▶ _DIRECTION_
Repeat exactly, and only, the lines from the one containing "[locate] white dress" through the end of the records.

---

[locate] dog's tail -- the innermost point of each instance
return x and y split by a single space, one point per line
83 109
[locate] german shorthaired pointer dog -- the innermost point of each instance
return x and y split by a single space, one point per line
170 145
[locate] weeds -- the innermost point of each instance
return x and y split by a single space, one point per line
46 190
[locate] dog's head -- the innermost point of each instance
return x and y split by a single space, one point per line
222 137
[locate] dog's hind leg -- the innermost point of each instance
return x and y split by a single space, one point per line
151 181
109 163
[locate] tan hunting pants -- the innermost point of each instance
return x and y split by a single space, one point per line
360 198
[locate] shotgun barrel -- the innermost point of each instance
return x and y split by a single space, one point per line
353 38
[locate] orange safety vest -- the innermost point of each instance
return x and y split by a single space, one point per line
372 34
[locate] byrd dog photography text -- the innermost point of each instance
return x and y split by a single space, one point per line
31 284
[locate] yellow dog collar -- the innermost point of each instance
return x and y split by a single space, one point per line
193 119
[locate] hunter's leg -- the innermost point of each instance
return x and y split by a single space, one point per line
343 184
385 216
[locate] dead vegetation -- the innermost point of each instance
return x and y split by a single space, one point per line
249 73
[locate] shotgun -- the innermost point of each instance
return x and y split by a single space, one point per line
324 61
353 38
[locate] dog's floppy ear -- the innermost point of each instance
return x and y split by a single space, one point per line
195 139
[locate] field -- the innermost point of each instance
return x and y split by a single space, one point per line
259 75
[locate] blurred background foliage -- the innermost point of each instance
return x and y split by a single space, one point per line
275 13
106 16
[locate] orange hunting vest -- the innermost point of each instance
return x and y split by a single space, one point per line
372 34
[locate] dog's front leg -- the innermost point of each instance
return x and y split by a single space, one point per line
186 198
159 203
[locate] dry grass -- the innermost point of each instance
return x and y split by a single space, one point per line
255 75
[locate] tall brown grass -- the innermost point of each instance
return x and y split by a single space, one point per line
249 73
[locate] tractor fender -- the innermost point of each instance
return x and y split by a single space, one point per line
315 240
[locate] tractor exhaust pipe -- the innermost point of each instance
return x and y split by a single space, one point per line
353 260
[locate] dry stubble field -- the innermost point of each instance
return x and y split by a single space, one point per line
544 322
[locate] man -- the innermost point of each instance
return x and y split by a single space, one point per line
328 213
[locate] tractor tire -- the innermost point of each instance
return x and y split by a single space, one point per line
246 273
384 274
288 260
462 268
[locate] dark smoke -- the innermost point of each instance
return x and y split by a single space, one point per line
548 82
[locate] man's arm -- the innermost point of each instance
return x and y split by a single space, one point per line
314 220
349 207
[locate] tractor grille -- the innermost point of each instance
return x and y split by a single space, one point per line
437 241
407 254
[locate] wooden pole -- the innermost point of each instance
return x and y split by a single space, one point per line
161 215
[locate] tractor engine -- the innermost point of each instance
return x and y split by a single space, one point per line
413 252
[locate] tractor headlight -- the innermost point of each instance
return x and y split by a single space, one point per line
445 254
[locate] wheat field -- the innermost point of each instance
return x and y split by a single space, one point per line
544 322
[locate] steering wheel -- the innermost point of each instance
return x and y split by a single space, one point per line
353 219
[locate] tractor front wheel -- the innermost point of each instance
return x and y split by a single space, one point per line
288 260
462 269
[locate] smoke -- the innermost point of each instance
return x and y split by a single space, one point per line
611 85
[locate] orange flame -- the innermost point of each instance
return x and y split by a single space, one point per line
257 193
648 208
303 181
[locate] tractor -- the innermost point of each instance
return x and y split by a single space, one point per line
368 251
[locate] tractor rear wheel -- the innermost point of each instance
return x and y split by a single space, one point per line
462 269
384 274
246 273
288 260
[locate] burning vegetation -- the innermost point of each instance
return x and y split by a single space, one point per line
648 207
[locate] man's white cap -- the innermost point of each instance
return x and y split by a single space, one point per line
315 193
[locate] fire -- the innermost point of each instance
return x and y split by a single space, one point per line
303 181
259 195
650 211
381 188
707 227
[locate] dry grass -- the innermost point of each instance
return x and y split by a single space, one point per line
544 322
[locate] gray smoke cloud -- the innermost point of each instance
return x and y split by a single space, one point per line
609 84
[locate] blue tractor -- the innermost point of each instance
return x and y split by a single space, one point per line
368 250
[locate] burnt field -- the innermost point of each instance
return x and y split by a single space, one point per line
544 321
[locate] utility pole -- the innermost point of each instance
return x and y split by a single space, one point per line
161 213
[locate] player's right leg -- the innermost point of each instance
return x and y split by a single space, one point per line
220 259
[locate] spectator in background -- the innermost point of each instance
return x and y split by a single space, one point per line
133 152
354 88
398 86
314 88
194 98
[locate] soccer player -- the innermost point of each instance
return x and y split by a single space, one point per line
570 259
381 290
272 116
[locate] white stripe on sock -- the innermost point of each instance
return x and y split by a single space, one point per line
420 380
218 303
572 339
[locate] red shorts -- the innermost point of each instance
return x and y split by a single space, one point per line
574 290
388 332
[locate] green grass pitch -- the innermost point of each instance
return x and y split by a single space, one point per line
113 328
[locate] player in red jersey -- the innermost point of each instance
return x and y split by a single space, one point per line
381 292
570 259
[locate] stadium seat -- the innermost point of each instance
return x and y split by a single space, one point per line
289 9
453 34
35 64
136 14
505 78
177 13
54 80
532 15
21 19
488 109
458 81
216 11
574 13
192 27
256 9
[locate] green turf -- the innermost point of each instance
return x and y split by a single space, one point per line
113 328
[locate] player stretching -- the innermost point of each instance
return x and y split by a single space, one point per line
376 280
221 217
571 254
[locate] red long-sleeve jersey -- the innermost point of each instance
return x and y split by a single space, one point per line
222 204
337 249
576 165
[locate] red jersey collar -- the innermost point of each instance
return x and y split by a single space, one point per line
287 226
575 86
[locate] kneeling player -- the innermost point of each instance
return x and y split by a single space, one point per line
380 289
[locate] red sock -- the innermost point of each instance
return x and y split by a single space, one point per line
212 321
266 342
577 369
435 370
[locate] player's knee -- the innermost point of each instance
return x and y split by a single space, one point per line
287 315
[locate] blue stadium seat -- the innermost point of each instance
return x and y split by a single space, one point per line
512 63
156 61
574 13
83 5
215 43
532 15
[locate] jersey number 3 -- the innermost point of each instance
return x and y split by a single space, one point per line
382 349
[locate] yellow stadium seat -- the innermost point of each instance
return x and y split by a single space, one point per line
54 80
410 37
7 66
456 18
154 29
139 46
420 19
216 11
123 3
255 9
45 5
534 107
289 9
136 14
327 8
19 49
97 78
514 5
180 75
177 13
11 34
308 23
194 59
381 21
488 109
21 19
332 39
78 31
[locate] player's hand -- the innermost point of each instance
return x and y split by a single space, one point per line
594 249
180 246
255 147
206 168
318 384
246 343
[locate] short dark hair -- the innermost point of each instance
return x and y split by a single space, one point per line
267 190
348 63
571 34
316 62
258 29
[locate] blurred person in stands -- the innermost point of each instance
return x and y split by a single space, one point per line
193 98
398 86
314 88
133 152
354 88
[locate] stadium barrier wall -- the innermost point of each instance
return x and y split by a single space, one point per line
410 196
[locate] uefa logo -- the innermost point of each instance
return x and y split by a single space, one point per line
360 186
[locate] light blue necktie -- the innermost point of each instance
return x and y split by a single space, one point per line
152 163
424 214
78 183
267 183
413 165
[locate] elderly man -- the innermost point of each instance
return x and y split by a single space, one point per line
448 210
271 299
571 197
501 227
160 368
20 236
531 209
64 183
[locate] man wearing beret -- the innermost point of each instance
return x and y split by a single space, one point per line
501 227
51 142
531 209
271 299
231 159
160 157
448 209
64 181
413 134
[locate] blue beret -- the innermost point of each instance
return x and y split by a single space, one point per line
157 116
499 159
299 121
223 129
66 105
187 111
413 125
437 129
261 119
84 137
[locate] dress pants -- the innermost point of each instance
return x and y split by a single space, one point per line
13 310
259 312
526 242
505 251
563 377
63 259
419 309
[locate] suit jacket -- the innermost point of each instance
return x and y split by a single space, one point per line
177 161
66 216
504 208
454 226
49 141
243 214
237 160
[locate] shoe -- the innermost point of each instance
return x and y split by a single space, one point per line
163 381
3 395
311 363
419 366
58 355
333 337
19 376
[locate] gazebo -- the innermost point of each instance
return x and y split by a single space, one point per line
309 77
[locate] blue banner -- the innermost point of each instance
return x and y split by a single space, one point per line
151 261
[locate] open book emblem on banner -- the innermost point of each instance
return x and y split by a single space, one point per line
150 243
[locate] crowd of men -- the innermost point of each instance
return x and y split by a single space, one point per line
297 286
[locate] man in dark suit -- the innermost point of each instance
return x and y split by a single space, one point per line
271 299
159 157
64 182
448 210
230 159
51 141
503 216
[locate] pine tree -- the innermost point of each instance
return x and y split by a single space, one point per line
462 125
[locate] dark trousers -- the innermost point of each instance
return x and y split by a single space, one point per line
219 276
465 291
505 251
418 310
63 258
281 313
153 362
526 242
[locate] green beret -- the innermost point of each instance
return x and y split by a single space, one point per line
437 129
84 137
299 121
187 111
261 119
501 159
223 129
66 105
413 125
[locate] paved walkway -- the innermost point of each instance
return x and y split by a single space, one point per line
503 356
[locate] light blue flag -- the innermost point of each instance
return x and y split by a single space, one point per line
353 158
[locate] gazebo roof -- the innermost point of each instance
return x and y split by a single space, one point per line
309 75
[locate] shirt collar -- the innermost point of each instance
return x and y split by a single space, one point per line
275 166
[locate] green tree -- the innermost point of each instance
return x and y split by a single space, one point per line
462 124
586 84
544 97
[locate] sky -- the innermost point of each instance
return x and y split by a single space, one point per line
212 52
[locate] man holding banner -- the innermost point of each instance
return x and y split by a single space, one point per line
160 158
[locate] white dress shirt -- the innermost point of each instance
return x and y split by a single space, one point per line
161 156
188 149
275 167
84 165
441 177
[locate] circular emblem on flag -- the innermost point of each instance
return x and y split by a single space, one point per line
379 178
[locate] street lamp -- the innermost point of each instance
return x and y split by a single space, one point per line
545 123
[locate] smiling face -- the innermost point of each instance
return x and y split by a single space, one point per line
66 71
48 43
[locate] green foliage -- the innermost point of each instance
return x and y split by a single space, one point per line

---

▶ _SOLUTION BELOW_
[locate] white dress shirt -- the innermost point of each instance
return x and y split by a single space, one point per line
161 156
188 149
275 167
84 165
441 177
[locate] circular emblem on flag -- the innermost point of each instance
return x and y split by a single space, one point per line
379 178
[locate] street lamp -- the innermost point of each instance
return x and y split by a single space, one point per line
545 123
[locate] smiling face -- the innermost point of each instance
return x and y split by a single space, one point per line
66 71
48 43
[locate] green foliage -- the innermost point of each instance
return x and y split by a single space, one point per line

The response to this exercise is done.